Short task 1.
According to the passage on FDIC deposit insurance, what is the standard deposit insurance amount?
Short task 2.
Extend the passage on FDIC deposit insurance by writing what comes after its final sentence.

Selected extract.
----------
You receive a check for $200,000 and another for $100,000. You deposit them both in to your personal checking account that already has a balance of $5,000. Your account now has a balance of $305,000. If the bank fails, would your deposits be covered? In this case, $55,000 would be at risk.
The Federal Deposit Insurance Corporation (FDIC) is an agency of the government that protects you against the loss of your deposits (including principal and accrued interest) in the event of bank failure. The standard deposit insurance amount is $250,000 per depositor per bank for each account ownership category. Only certain accounts types are covered by the FDIC:
Certificate of Deposits
Cashier’s checks, money orders, and other official items issued by a bank
Life Insurance policies
Safe deposit boxes or their contents
U.S. Treasury bills, bonds, or note
It is important to monitor your accounts and make sure they fall within the limits for coverage. If you exceed the limit you may want to consider moving the excess to another ownership category account or to another bank. With a combination of accounts, you could be covered for more than $250,000 at one financial institution. Below is a chart from the FDIC that summarizes the account ownership categories and the limits of coverage for each:
|FDIC Deposit Insurance Coverage Limits by Account Ownership Category|
|Single Accounts (Owned by One Person)||$250,000 per owner|
|Joint Accounts (Owned by Two or More Persons)||$250,000 per co-owner|
|Certain Retirement Accounts (Includes IRAs)||$250,000 per owner|
|Revocable Trust Accounts||$250,000 per owner per unique beneficiary|
|Corporation, Partnership and Unincorporated Association Accounts||$250,000 per corporation, partnership or unincorporated association|
|Irrevocable Trust Accounts||$250,000 for the non-contingent interest of each unique beneficiary|
|Employee Benefit Plan Accounts||$250,000 for the non-contingent interest of each plan participant|
|Government Accounts||$250,000 per official custodian (more coverage available subject to specific conditions)|
Consider having an account for each family member (including children). Joint accounts are insured separately from single accounts so you can also have a joint account with your spouse, your child, or other individual that would be covered up to $500,000. Revocable trusts are covered per beneficiary – 4 beneficiaries would give you a $1,000,000 limit.
----------
Extracted entries.
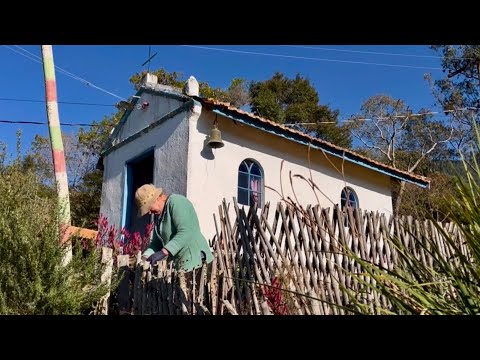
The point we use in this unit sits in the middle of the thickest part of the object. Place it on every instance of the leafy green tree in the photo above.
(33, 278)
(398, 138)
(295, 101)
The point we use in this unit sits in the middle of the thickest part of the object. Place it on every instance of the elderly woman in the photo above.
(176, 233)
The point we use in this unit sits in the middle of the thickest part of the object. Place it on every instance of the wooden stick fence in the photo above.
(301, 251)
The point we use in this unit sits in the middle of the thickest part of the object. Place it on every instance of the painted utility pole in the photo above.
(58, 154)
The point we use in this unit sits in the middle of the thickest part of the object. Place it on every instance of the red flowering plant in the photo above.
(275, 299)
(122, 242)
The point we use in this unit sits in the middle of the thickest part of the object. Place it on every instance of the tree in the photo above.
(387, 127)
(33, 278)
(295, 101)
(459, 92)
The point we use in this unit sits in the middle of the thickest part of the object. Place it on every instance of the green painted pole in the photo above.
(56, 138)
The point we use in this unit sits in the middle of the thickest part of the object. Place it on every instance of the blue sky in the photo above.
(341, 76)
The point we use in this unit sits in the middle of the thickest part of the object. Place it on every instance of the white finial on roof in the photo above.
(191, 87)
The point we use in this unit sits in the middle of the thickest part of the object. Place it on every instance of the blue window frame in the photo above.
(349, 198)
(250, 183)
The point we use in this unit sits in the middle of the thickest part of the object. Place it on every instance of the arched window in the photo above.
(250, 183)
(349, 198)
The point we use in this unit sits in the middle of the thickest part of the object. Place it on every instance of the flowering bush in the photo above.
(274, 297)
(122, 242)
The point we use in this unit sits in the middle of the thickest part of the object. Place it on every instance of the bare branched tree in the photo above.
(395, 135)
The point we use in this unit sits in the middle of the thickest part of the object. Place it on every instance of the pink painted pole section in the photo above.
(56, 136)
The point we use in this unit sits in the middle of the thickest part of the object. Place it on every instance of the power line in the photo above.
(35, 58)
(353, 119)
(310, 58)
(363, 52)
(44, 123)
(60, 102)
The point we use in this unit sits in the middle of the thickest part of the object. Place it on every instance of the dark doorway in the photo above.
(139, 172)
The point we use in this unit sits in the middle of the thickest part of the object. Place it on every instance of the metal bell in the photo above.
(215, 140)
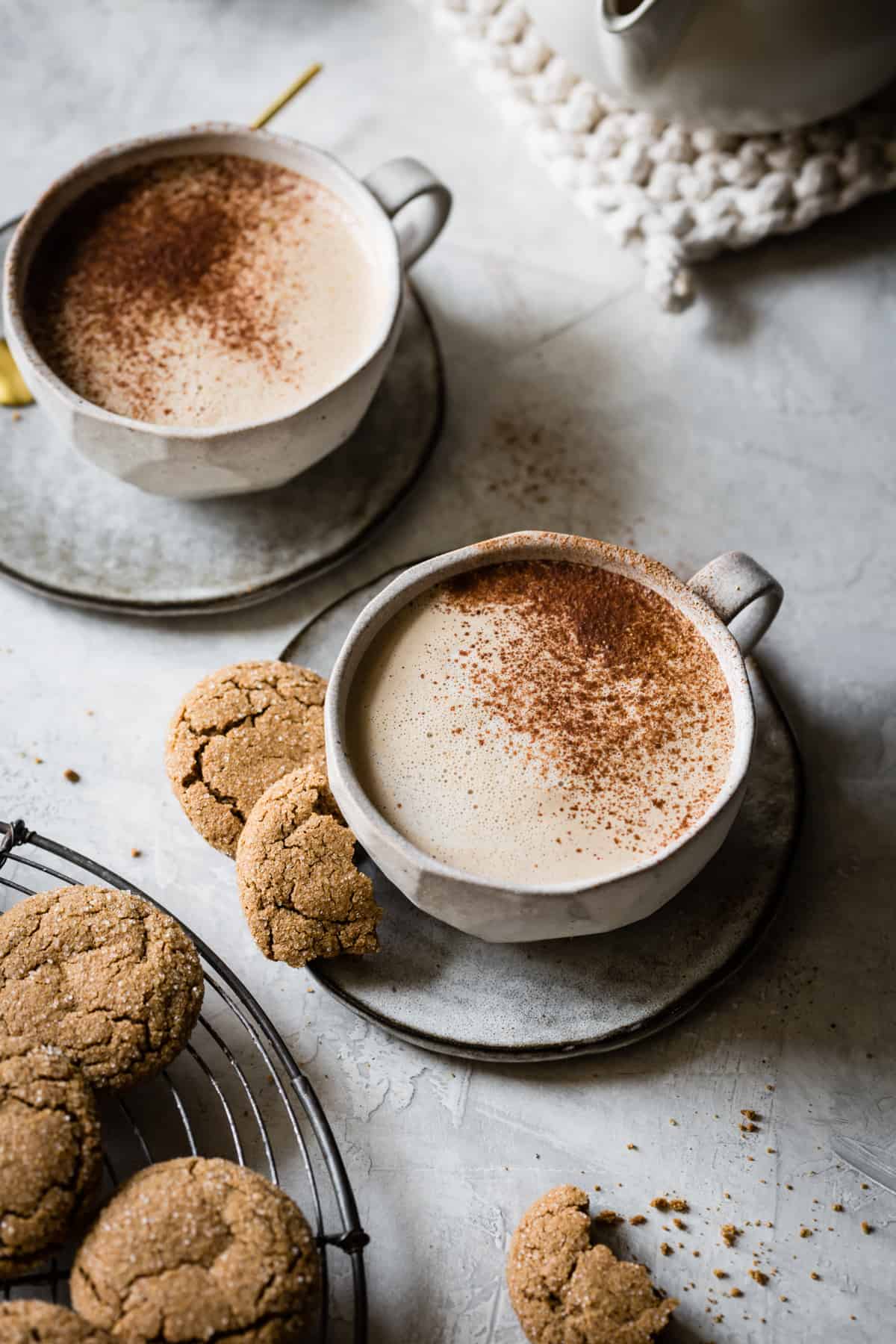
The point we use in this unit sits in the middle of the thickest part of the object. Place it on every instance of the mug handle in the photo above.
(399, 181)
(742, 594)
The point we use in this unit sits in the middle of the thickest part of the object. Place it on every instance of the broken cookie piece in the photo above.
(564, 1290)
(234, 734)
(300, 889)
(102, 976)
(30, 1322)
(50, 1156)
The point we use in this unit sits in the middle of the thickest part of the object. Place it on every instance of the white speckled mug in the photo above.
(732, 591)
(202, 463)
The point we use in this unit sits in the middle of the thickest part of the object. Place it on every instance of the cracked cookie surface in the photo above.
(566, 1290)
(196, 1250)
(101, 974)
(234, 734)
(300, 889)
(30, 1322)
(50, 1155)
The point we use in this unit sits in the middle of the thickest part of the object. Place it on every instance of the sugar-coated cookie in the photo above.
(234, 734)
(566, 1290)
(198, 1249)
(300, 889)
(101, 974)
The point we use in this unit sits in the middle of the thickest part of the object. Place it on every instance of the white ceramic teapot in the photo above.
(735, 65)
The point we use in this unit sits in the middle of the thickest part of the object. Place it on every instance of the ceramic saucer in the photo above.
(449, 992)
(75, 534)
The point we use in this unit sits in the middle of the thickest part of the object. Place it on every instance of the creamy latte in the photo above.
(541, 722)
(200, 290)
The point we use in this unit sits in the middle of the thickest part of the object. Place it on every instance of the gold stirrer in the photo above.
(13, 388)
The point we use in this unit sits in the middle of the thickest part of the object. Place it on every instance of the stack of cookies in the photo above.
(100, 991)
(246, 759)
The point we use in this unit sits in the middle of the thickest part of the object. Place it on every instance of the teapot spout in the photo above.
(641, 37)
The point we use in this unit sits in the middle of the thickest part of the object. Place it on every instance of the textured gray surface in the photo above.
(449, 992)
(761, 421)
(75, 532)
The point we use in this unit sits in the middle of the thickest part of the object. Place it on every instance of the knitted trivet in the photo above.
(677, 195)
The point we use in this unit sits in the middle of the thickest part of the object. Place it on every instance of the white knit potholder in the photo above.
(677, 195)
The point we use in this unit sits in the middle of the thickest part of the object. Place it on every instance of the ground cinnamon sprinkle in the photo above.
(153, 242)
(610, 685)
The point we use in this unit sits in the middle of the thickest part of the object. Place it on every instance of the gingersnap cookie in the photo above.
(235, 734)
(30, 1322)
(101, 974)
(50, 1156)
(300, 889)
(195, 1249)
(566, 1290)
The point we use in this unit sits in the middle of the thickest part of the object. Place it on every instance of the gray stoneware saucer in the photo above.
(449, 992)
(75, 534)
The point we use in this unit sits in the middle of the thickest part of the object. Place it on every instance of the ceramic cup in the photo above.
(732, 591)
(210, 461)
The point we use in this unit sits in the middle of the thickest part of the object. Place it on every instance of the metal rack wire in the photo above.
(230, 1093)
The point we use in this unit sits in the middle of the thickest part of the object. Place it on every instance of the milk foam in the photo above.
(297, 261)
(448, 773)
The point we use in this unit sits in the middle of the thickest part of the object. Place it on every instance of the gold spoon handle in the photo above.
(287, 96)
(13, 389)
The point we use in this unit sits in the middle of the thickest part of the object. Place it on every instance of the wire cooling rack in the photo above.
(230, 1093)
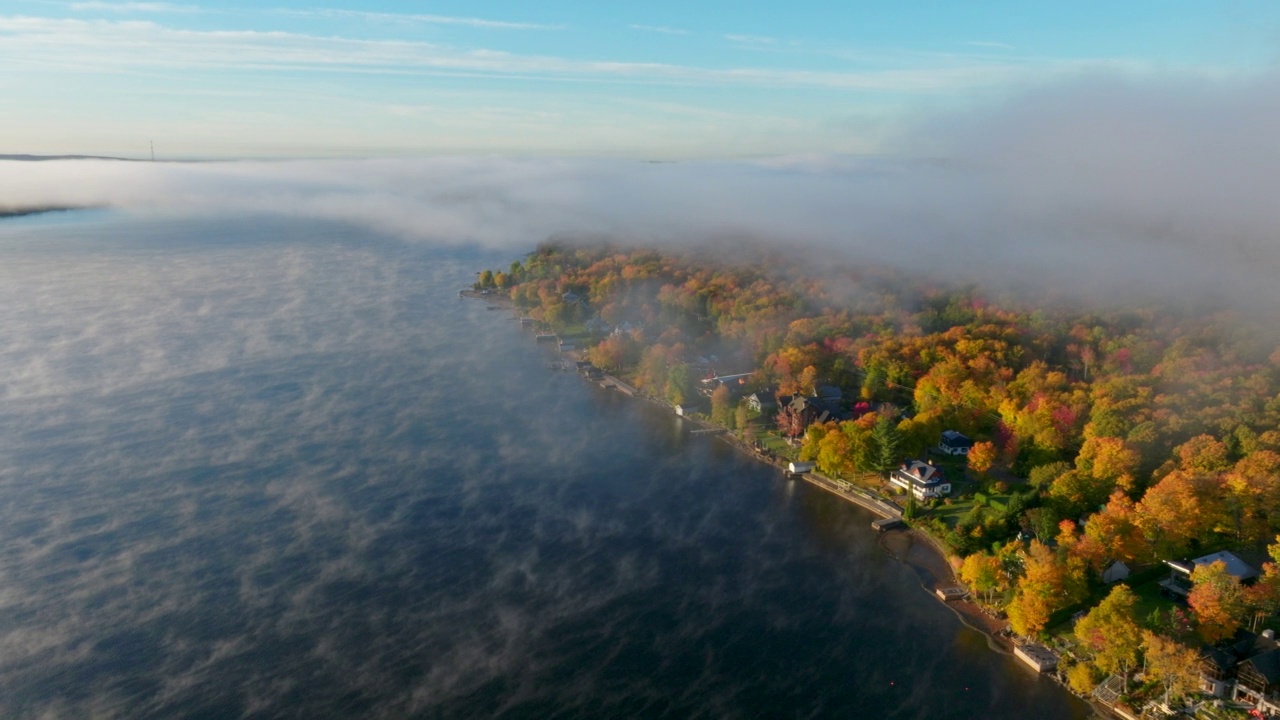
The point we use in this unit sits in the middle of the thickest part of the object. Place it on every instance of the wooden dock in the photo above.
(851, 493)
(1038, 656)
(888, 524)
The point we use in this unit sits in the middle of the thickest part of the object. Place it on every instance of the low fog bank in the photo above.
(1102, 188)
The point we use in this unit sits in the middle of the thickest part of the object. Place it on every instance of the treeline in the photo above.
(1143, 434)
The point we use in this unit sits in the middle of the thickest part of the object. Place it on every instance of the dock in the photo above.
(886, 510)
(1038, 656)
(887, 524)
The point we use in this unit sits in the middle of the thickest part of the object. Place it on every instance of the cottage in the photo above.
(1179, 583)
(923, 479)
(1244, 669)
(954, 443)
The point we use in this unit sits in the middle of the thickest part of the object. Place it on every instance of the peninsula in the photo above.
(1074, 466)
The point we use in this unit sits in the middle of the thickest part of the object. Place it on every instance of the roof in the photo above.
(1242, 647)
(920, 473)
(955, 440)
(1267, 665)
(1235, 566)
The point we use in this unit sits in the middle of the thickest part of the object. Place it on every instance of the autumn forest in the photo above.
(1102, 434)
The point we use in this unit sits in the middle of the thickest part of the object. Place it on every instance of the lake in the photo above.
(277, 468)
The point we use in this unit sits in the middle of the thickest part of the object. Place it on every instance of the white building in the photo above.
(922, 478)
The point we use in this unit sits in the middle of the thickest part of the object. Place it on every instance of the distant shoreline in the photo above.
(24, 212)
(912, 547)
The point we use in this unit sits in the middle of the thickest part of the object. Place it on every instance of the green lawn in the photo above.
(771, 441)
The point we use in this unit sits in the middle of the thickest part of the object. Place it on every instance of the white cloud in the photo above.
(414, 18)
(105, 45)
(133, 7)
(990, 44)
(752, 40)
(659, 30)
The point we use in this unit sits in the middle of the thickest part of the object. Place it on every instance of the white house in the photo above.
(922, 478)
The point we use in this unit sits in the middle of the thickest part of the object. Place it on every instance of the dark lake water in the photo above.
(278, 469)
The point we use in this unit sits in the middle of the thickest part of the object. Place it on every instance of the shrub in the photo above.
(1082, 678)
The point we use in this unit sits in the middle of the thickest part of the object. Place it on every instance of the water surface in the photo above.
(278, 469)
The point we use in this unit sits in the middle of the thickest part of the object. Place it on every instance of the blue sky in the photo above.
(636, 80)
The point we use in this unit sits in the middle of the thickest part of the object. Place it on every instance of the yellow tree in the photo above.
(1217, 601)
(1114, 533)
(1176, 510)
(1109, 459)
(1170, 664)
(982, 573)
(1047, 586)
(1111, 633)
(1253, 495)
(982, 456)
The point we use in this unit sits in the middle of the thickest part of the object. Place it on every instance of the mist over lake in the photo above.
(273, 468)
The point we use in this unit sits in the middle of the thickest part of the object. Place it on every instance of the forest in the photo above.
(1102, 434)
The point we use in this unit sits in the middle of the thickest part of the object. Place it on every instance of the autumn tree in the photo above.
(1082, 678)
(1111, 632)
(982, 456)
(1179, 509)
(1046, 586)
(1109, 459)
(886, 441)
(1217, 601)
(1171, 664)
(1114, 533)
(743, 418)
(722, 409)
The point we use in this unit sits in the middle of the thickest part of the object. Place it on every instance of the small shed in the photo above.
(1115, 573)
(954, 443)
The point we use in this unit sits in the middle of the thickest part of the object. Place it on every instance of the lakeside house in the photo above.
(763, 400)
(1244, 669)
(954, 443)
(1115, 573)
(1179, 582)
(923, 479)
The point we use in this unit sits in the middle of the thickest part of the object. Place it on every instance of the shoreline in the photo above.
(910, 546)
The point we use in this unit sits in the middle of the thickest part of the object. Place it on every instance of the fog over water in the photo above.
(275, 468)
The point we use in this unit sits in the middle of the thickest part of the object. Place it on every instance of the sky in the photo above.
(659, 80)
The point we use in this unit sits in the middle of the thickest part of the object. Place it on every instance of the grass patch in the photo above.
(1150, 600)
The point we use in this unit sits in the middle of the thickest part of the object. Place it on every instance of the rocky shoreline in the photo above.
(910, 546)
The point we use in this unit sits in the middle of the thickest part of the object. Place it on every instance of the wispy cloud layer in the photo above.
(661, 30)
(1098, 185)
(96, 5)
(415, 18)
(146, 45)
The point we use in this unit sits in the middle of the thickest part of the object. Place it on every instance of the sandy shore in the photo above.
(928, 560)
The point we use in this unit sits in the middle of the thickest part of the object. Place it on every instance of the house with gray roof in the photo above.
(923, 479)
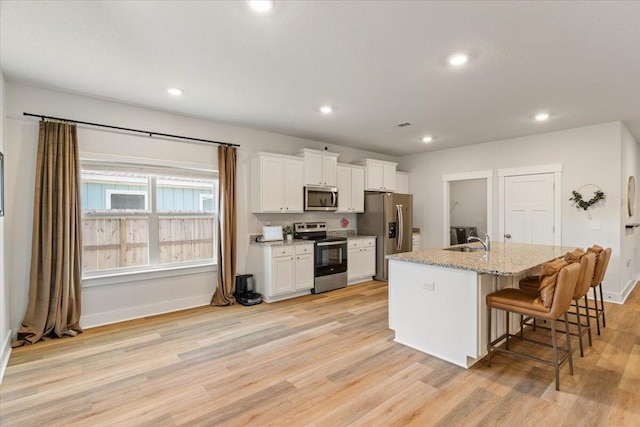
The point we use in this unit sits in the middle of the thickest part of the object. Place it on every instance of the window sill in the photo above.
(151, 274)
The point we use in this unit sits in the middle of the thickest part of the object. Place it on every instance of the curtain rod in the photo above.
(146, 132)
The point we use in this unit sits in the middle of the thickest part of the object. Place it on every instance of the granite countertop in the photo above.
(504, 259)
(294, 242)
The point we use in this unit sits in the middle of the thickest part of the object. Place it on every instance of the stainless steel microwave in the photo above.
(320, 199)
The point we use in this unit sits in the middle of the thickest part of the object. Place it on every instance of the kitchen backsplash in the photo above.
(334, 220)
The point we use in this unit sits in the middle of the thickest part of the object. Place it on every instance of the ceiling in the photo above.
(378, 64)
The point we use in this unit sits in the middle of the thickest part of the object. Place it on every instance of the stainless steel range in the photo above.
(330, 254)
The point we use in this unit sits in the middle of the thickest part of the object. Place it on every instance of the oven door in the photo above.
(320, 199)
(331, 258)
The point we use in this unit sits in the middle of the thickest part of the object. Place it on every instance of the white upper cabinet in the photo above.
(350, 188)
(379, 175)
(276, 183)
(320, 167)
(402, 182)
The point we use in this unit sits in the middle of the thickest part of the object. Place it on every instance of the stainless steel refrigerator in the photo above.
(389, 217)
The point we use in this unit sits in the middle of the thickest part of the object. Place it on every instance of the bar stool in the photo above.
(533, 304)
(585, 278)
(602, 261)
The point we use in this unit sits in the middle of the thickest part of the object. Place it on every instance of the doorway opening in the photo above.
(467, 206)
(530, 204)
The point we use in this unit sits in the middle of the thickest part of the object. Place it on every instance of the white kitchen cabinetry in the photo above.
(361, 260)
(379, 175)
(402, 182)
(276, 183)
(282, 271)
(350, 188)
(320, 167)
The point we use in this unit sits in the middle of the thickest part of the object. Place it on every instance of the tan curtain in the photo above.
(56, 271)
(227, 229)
----------
Final result 1.
$250,000 per depositor per bank for each account ownership category.

Final result 2.
Here is an example of a way to structure multiple accounts to get the most benefit from the FDIC insurance:
You have a single ownership account with a $305,000 balance ($250,000 FDIC coverage), a joint checking account with your spouse of $510,000 ($500,000 FDIC coverage), an IRA account with $400,000 ($250,000 FDIC coverage), and a revocable trust account with two beneficiaries with a balance of $600,000 ($500,000 FDIC coverage). Your FDIC insured total for all accounts would be $1,500,000 and $315,000 would be uninsured. So you would probably want to consider moving the $315,000 of excess funds to another institution.
Not all banks are covered by the FDIC. To verify that your bank is covered please visit the following link: https://research.fdic.gov/bankfind/
The FDIC provides a tool that will help you estimate what your current insurance coverage is at the following link: www.fdic.gov/edie.
When it comes to your money you must be sure you’re covered for the entirety of your assets. Fair Anderson and Langerman, a Las Vegas CPA firm, can consult with you on how to best protect your financial future. Call 702-870-7999 for more information.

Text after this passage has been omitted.